### PROBLEM REQUIREMENTS
Please explain, in one to three sentences, why the blog post on generative AI below says the seminar speakers wanted people to use the term "generative AI."

De-mystifying generative AI
- fran2779
- Nov 25
- 3 min read
It's been a little over a year since the Kohlrabi co-directors attended the NCRM Methods Con (strong recommend) in Manchester and we were completely dazzled by a talk, '24 hours of AI'. The very charismatic presenter guided us through his day giving us a taste of times he'd use ChatGPT or Claude or other useful programmes I can't remember. All day the presenters talked about how efficient AI can make their research activities. On our journey home we said to each other, "we've probably only got a year until everyone is using these things and we'll be behind... or.... (looking wide-eyed) research consultancies won't even be needed anymore...?"
It's been a year and i'm not saying I don't use it myself at times but i'm starting to see generative AI like buying fast fashion, driving short distances or not using a 30 degree wash cycle. It's another thing that I have a sense is causing some harm, but... sometimes I do it anyway as it's easy to pretend that my contribution doesn't matter or that it's just going to be one time.
It's less easy to pretend when wise people around you are speaking up. I'm really grateful to Catherine Brys, PhD MBA and Wim Vanderbauwhede for raising my awareness in their recent seminar - Demystifying AI. Firstly, they reminded us to call it generative AI to distinguish it from Machine Learning, which can be useful for tasks like prediction or detection in fields like medicine and agriculture. Generative AI on the other hand doesn't think - it makes a best guess by combining snippets of information it has been trained on.
Wim reminded us that the "Intelligence" in AI is really good marketing. These models are not intelligent: they cannot assess the accuracy or reliability of their sources, and they may invent, overlook key perspectives or inadvertently add bias. When we are using it to summarise confidential or sensitive data we should also be wary of the serious risk we run of data leakage. Our data can show up in other people’s chat responses and can be shared with companies providing the GenAI service.

### DATA RECORDS

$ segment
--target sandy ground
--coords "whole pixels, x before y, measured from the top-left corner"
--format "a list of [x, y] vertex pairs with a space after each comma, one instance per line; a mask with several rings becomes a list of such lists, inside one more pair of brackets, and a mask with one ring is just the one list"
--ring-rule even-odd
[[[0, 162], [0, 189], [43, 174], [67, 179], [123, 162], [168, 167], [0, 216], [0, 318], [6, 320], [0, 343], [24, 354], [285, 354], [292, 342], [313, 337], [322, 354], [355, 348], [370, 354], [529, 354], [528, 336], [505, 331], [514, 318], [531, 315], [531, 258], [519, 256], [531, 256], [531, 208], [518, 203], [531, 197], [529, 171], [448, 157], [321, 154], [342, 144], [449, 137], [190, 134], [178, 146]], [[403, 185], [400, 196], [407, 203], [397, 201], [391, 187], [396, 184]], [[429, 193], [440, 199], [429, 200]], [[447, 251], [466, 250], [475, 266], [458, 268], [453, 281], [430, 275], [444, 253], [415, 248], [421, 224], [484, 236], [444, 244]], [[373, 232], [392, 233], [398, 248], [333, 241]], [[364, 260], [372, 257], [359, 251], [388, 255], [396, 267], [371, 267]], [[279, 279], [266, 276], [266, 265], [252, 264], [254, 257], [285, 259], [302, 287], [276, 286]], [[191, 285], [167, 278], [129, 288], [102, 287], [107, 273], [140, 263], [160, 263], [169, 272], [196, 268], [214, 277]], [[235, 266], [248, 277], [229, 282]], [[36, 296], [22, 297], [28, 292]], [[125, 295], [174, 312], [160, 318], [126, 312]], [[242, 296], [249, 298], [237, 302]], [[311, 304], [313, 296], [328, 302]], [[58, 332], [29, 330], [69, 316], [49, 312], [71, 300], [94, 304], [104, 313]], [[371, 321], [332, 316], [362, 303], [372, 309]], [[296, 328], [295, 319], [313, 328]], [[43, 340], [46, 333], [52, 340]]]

### TASK RESPONSE
They wanted to distinguish it from Machine Learning, which can be useful for tasks like prediction or detection in fields such as medicine and agriculture. Generative AI, by contrast, doesn't think. It makes a best guess by combining snippets of information it has been trained on.